▶ _DIRECTIONS FOR THIS TASK_
Pull out each line of the data below that contains the word "metal", and match it case-sensitively.
--- BEGIN DATA PROVIDED ---
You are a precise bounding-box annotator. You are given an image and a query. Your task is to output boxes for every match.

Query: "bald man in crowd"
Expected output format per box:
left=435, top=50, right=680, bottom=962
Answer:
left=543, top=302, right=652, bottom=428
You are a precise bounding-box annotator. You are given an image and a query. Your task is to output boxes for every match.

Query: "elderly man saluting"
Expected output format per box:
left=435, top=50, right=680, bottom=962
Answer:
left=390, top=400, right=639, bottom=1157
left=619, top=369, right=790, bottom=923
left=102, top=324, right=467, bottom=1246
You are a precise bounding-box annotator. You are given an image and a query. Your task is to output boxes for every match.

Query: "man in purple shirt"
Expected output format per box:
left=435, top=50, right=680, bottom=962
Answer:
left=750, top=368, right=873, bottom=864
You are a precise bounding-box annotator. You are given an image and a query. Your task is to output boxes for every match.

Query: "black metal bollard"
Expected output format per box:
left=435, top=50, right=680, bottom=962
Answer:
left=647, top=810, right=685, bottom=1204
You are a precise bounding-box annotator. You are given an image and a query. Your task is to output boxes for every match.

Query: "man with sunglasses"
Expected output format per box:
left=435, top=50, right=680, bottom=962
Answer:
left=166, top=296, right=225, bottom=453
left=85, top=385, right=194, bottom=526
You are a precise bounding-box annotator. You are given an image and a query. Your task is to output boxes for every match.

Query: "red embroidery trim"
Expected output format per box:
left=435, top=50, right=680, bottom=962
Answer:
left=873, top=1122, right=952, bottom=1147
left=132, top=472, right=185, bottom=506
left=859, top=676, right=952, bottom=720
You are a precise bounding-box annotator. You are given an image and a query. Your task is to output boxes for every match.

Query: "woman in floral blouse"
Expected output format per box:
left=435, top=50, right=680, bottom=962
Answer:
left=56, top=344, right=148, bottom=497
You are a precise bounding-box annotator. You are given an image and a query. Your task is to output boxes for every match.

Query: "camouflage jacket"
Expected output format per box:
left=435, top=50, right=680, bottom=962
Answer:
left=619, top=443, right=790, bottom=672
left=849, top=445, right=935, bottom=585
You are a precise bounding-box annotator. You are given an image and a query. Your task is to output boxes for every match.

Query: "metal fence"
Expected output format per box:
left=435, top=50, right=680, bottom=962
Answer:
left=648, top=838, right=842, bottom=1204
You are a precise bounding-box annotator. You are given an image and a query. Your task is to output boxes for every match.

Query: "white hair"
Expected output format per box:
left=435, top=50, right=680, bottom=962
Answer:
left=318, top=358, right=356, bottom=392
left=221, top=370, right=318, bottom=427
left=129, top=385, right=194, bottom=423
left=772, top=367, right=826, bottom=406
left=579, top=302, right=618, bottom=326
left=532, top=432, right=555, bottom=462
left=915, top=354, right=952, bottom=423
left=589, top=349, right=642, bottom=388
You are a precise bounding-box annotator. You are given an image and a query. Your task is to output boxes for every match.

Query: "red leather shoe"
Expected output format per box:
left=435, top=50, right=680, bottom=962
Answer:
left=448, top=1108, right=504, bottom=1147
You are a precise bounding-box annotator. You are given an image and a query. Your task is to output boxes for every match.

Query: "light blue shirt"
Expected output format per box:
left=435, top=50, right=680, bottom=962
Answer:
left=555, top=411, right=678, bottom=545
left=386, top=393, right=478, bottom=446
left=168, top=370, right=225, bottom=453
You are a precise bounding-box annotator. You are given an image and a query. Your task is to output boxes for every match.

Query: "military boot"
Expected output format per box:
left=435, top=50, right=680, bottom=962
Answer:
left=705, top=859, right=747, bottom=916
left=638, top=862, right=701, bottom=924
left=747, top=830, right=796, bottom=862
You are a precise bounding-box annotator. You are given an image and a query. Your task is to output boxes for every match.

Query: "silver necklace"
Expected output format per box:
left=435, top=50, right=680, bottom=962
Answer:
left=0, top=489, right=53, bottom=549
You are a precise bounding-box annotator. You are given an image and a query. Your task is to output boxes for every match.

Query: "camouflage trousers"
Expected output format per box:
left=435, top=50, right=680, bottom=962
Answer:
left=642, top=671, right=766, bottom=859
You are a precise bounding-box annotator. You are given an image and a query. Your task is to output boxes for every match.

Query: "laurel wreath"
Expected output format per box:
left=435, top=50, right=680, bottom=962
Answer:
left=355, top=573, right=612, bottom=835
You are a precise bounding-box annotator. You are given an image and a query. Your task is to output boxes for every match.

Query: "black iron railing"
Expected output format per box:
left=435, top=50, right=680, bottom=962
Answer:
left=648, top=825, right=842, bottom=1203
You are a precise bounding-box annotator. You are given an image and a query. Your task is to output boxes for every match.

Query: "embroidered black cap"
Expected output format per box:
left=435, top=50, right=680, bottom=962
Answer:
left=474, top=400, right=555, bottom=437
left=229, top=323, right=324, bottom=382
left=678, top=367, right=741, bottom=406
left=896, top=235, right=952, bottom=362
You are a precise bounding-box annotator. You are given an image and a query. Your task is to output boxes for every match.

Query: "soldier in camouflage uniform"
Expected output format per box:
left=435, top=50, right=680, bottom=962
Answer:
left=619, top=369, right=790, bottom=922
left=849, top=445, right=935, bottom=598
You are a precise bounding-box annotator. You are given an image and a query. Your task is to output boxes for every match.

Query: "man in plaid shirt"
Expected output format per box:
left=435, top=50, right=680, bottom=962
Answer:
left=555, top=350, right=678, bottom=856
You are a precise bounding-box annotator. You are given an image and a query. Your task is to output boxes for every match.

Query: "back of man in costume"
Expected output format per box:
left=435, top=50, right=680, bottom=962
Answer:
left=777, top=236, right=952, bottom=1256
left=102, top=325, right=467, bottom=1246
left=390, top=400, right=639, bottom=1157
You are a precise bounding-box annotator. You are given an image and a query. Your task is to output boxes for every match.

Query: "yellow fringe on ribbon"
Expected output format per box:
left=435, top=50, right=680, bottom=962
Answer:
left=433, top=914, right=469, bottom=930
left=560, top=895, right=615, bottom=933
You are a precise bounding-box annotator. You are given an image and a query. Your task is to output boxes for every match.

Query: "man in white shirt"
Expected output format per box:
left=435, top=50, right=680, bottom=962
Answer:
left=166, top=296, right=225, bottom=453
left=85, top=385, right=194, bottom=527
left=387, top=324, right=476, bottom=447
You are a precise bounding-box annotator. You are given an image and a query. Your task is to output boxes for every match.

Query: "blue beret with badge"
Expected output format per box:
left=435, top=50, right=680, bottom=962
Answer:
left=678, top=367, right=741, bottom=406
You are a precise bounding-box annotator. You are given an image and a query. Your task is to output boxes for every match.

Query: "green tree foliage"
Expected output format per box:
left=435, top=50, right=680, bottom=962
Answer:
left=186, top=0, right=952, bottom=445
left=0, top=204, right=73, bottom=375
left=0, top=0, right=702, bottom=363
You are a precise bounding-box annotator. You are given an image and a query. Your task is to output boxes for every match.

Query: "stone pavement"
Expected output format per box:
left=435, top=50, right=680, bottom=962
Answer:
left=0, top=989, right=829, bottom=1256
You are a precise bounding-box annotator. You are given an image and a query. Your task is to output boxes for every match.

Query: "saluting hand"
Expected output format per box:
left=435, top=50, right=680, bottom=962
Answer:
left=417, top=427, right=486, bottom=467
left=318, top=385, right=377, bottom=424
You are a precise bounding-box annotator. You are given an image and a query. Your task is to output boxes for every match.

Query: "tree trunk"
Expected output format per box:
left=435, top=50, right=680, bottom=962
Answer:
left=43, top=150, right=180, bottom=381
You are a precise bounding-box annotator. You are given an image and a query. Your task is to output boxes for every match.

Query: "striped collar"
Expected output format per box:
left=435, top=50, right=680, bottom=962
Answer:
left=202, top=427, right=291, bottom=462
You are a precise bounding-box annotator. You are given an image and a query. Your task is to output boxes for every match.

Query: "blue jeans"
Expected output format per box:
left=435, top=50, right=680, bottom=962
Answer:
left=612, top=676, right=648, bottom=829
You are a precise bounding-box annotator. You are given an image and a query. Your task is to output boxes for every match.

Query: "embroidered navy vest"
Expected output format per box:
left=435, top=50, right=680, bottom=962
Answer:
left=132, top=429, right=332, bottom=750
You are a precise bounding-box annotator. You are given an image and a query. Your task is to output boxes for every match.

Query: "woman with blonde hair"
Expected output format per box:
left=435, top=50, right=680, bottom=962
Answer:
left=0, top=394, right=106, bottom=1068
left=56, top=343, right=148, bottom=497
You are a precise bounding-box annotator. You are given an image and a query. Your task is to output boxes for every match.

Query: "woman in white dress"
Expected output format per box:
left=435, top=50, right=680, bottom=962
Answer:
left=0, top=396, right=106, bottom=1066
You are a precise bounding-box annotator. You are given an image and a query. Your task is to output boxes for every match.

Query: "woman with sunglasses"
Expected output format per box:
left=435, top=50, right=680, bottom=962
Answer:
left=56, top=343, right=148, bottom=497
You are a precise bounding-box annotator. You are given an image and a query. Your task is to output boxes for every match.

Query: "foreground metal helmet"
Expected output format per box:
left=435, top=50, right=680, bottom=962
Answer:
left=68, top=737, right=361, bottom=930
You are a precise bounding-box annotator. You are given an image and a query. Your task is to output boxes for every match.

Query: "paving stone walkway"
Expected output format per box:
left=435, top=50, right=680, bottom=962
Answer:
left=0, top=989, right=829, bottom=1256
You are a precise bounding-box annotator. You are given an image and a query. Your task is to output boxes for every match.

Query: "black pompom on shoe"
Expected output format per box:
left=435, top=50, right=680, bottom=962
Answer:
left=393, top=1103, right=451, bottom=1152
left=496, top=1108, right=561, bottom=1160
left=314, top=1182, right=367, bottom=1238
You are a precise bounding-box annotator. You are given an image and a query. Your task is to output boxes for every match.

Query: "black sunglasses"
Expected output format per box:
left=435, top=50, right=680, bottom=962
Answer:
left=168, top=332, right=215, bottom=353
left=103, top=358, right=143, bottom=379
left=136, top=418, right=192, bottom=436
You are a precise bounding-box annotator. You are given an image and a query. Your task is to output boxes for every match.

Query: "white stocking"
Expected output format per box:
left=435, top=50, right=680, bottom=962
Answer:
--- END DATA PROVIDED ---
▶ _RESPONSE TO THIS EXERCISE_
Query: "black metal bollard"
Query: "metal fence"
Query: "foreground metal helmet"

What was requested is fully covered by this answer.